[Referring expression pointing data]
▬▬▬▬▬▬▬▬▬▬
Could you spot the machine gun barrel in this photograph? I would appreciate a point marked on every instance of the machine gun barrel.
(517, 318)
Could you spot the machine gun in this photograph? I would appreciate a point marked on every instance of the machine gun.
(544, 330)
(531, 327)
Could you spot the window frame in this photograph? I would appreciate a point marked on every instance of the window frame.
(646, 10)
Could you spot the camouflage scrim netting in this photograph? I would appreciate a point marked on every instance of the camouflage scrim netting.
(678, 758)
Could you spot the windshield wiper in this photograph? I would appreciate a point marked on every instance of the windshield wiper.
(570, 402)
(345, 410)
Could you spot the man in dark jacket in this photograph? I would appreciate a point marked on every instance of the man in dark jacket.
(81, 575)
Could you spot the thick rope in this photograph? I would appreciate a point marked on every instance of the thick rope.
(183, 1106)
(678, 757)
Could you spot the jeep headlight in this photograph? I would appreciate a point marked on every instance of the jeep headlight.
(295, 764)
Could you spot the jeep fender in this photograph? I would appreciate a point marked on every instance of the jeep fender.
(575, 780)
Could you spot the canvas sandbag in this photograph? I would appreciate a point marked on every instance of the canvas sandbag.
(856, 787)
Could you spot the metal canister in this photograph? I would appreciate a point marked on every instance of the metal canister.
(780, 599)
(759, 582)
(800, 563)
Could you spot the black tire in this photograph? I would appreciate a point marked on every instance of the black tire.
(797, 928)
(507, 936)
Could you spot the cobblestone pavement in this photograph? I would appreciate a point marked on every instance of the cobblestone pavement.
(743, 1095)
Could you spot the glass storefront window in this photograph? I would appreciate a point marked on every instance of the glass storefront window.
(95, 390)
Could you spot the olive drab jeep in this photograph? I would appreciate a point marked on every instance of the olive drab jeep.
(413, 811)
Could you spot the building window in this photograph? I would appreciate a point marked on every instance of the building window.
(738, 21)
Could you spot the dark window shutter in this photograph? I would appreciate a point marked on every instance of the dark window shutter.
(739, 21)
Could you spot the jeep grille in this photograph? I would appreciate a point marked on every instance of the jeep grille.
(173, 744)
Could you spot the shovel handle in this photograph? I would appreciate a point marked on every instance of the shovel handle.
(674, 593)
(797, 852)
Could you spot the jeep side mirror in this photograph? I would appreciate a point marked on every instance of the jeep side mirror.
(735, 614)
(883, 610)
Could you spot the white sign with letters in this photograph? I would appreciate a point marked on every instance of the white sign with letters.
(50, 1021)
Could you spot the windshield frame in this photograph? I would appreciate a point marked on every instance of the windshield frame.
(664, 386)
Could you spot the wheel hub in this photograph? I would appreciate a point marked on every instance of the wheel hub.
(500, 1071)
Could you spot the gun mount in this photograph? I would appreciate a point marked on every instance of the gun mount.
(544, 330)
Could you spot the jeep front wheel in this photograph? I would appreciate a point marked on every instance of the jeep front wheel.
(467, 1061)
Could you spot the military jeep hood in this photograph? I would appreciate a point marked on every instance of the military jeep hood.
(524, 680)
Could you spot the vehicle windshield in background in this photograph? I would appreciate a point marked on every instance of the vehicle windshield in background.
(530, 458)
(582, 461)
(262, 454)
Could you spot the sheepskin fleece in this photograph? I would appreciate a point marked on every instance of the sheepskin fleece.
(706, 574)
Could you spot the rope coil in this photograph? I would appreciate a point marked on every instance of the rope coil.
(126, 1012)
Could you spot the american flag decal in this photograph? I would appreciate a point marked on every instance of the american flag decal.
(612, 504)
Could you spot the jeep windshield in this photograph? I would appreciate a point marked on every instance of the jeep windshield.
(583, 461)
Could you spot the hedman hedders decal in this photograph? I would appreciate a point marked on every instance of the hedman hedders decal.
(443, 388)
▬▬▬▬▬▬▬▬▬▬
WORK INSTRUCTIONS: Every entry should be retyped exactly as it appears.

TASK SOLUTION:
Could you spot the machine gun barrel in this photograph? I would appreciate a point marked on every instance of the machine gun barrel.
(517, 318)
Could you spot the machine gun in this photograph? I would appreciate a point marked on every instance of the machine gun.
(544, 330)
(531, 327)
Could you spot the window frame in this photograph? I would appreciate a point marked on every instance of the window frame.
(646, 10)
Could you spot the camouflage scrim netting in this photograph? I would appreciate a point marked on every instance of the camouflage scrim netting.
(678, 758)
Could you spot the windshield wiper in this photograph? I would appreciate a point marked on every instance of the windshield wiper.
(570, 402)
(345, 410)
Could you spot the man in dark jacket in this photograph? I would appreciate a point marked on every instance of the man in dark jacket.
(81, 575)
Could you spot the thick rope in this photograph? I would appreciate a point marked on every instance of the thick rope.
(183, 1106)
(678, 757)
Could you spot the jeep headlight in this photograph? I would appreciate a point marked on every instance of the jeep headlight.
(295, 764)
Could you spot the jeep fender in this photograph? I would appreciate a point marked on every instance of the jeep fender.
(575, 780)
Could you spot the canvas sandbag in this photograph? I would appreciate a point marked on every instance of the canvas sandbag.
(856, 787)
Could you spot the metal canister in this photograph? I would appreciate a point marked on every instance of the metal canister.
(780, 599)
(759, 582)
(800, 563)
Could you spot the black tire in this photograph? I would appreciate a point marked on every instance of the black tire.
(797, 928)
(507, 936)
Could you spot the cobblestone pavement in this photograph? I would appreciate a point marked on every instance of the cobblestone pavement.
(743, 1095)
Could you spot the glass storefront window in this photograph? I would appreciate a point marked on every instance of the glass storefront window.
(95, 390)
Could you spot the olive drab jeep in this photograph? I would appreciate a point marked on every instance of the olive drab jeep.
(413, 811)
Could you spot the building window in this photograph? I would appreciate a point marked on every instance of the building window.
(738, 21)
Could you spot the dark window shutter in this photograph? I would appreciate a point marked on every instance of the dark window shutter.
(739, 21)
Could you spot the jeep grille in this photograph? I would appreciate a point marked on every instance of the jeep grille.
(173, 744)
Could you spot the shovel handle in this photograph? I would appreciate a point marked on every instance of the shovel handle.
(674, 593)
(797, 852)
Could you spot the jeep side mirror in this photograph? I would appreciate a point marked on every instance of the jeep side mirror.
(735, 614)
(883, 610)
Could you spot the white sign with letters in this photograph? I would appreciate a point marked on every instance of the white sign with letters.
(50, 1021)
Could you spot the windshield frame in this photograph? I would appreciate a point marked on every instance of the windshield frame.
(664, 386)
Could you spot the wheel hub in this photograph? I would appreciate a point marked on every instance of the wheel hub.
(500, 1071)
Could you spot the gun mount in this photograph? I would appreciate a point marked on every instance of the gun mount.
(544, 330)
Could you spot the jeep front wheel in this photograph? I would appreciate a point marked on every instance of the jeep front wheel.
(467, 1061)
Could you spot the military jeep hood in this photograph? I would appreciate a point marked on every instance of the military jeep hood.
(524, 680)
Could you spot the vehicle windshield in background in this photograph? I would appreciate a point marked on every instance of the vehicle windshield in background.
(530, 458)
(582, 461)
(262, 454)
Could you spot the sheepskin fleece in this photograph? I would appreciate a point marked on every instance of the sheepskin fleece.
(706, 574)
Could you spot the rope coil in this photograph? I would appreciate a point marked on every instance of the rope coil.
(126, 1012)
Could you spot the american flag decal in this photograph? I would appreciate a point marked on every instance of the american flag decal.
(612, 504)
Could you spot the jeep windshield in this photograph? I would appreciate a point marked on every instance of the jeep windshield.
(583, 461)
Could you spot the hedman hedders decal in this photograph? I would appreciate a point marked on every instance of the hedman hedders decal.
(443, 388)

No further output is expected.